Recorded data
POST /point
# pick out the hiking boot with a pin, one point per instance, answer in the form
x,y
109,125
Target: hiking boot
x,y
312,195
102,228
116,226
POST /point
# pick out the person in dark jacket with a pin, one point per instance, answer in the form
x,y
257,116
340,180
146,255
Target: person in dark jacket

TASK → Lines holding the word "dark" should be copied from the entries above.

RESULT OF THE EXERCISE →
# pick out the person in dark jacket with a pin, one point per instance, answer in the form
Target: person in dark jacket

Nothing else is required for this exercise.